> **The problem**: Identify the line in which "Target: white sky" appears, then reproduce that line and all remaining lines of the records word for word.

Recorded data:
--- START ---
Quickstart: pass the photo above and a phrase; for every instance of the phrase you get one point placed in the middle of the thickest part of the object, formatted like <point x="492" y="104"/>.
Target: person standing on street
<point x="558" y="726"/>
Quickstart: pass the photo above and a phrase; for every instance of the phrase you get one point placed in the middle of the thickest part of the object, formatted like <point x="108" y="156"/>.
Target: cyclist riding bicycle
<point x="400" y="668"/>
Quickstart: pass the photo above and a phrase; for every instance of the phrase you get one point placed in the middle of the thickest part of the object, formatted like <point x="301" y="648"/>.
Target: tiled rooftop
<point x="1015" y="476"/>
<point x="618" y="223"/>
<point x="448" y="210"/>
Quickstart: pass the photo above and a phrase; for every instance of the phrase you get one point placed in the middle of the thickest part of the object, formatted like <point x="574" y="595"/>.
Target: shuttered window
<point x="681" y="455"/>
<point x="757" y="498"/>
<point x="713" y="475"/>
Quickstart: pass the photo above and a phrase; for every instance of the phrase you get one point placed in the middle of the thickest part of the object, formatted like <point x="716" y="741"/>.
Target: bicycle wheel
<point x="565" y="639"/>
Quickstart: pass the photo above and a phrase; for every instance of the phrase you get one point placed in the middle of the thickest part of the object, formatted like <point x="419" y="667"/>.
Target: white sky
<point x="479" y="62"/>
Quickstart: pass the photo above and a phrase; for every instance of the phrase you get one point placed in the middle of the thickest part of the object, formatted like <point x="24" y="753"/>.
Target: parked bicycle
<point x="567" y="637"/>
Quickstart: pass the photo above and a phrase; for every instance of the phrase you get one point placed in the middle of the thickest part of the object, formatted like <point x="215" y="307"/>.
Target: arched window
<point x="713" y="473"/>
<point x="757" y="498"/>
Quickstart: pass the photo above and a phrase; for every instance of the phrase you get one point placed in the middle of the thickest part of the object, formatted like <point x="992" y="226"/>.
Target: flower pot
--- END ---
> **The completed task**:
Target: white sky
<point x="479" y="62"/>
Quickstart: pass the photo above and a phrase; for every instance of the phrase you get one point placed in the middle of the thickest part of the object, formatted like <point x="24" y="753"/>.
Target: parked bicycle
<point x="567" y="637"/>
Quickstart: pass the photo above and a phrase; for every instance of the phrase you get one point placed in the middle of the thickest part of the object, formatted like <point x="215" y="307"/>.
Target: arched window
<point x="713" y="473"/>
<point x="757" y="498"/>
Quickstart: pass the photo above and a phrase; for every instance of the phrase you get one point placed in the middle of the thickest part of the object, formatted like <point x="992" y="226"/>.
Target: flower pot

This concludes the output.